## TASK BRIEF
Your task is to extract every line from the material below exactly.

##### DATA LISTING #####

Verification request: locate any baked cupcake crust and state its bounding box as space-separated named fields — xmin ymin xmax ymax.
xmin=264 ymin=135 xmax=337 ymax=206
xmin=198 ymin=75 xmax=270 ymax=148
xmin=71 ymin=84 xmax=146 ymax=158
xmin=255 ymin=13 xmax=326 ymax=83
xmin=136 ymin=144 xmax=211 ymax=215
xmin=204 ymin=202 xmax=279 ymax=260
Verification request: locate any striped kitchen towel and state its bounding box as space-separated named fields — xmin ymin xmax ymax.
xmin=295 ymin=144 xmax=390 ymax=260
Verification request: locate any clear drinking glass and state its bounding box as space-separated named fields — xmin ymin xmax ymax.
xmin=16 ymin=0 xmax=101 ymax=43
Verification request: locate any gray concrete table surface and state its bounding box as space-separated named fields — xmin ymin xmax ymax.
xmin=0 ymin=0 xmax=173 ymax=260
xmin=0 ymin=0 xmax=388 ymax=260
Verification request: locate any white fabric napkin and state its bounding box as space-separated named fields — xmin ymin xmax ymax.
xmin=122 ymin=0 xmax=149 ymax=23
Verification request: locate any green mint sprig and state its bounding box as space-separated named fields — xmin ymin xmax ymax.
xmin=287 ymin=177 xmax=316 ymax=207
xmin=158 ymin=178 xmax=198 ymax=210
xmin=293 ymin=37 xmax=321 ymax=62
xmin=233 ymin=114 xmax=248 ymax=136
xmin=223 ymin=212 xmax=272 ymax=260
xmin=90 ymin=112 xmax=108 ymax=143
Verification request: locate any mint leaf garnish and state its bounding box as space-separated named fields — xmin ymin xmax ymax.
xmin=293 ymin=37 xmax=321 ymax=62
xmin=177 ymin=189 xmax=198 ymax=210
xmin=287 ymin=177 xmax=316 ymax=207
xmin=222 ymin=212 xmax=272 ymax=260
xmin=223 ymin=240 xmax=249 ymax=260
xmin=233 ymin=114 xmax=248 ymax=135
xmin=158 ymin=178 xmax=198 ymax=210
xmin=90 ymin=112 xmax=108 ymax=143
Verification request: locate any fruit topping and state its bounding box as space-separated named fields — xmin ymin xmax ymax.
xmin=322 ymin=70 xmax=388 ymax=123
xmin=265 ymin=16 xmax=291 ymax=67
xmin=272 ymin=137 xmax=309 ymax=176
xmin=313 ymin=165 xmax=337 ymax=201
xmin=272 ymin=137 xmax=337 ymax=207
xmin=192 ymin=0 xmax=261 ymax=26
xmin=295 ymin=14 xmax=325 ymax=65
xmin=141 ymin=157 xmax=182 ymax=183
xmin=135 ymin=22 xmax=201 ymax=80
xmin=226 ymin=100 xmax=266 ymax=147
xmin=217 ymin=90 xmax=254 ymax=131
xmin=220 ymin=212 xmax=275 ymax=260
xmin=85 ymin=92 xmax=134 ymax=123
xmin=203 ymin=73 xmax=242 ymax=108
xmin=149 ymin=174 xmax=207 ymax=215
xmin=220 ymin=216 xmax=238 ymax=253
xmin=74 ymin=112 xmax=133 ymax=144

#####

## ANSWER TO THIS PROBLEM
Verification request: locate any baked cupcake crust and state its bounding box as space-separated named fields — xmin ymin xmax ymax.
xmin=264 ymin=135 xmax=337 ymax=206
xmin=198 ymin=75 xmax=270 ymax=148
xmin=71 ymin=84 xmax=146 ymax=158
xmin=255 ymin=13 xmax=326 ymax=83
xmin=136 ymin=144 xmax=211 ymax=215
xmin=204 ymin=202 xmax=279 ymax=260
Verification request: locate any striped kitchen towel and state its bounding box as space-separated named fields — xmin ymin xmax ymax.
xmin=295 ymin=144 xmax=390 ymax=260
Verification request: locate any clear drinking glass and state its bounding box as space-separated named fields — xmin ymin xmax ymax.
xmin=16 ymin=0 xmax=101 ymax=43
Verification request: locate any gray concrete table surface and state its bounding box as space-separated named fields — xmin ymin xmax ymax.
xmin=0 ymin=0 xmax=173 ymax=260
xmin=0 ymin=0 xmax=388 ymax=260
Verification request: locate any white fabric napkin and state its bounding box as space-separated named fields — xmin ymin xmax ymax.
xmin=122 ymin=0 xmax=149 ymax=23
Verification request: locate any green mint sprig and state its bounding box as space-separated named fields — xmin ymin xmax ymax.
xmin=287 ymin=177 xmax=316 ymax=207
xmin=158 ymin=178 xmax=198 ymax=210
xmin=293 ymin=37 xmax=321 ymax=62
xmin=233 ymin=114 xmax=248 ymax=136
xmin=223 ymin=212 xmax=272 ymax=260
xmin=90 ymin=112 xmax=108 ymax=143
Verification request: locate any mint leaf garnish and state its bounding box as space-separated named fields — xmin ymin xmax ymax.
xmin=293 ymin=37 xmax=321 ymax=62
xmin=177 ymin=189 xmax=198 ymax=210
xmin=287 ymin=177 xmax=316 ymax=207
xmin=222 ymin=212 xmax=272 ymax=260
xmin=223 ymin=240 xmax=249 ymax=260
xmin=233 ymin=114 xmax=248 ymax=135
xmin=158 ymin=178 xmax=198 ymax=210
xmin=90 ymin=112 xmax=108 ymax=143
Verification request: locate any fruit topping and state its bounding box as space-separated named fields — xmin ymin xmax ymax.
xmin=322 ymin=70 xmax=388 ymax=123
xmin=265 ymin=16 xmax=291 ymax=67
xmin=272 ymin=137 xmax=309 ymax=176
xmin=313 ymin=165 xmax=337 ymax=201
xmin=272 ymin=137 xmax=337 ymax=207
xmin=192 ymin=0 xmax=261 ymax=26
xmin=295 ymin=14 xmax=325 ymax=65
xmin=141 ymin=157 xmax=182 ymax=183
xmin=135 ymin=22 xmax=201 ymax=80
xmin=226 ymin=100 xmax=266 ymax=147
xmin=217 ymin=90 xmax=254 ymax=131
xmin=220 ymin=212 xmax=275 ymax=260
xmin=85 ymin=92 xmax=134 ymax=123
xmin=203 ymin=73 xmax=242 ymax=108
xmin=149 ymin=174 xmax=207 ymax=215
xmin=220 ymin=216 xmax=238 ymax=253
xmin=74 ymin=112 xmax=133 ymax=144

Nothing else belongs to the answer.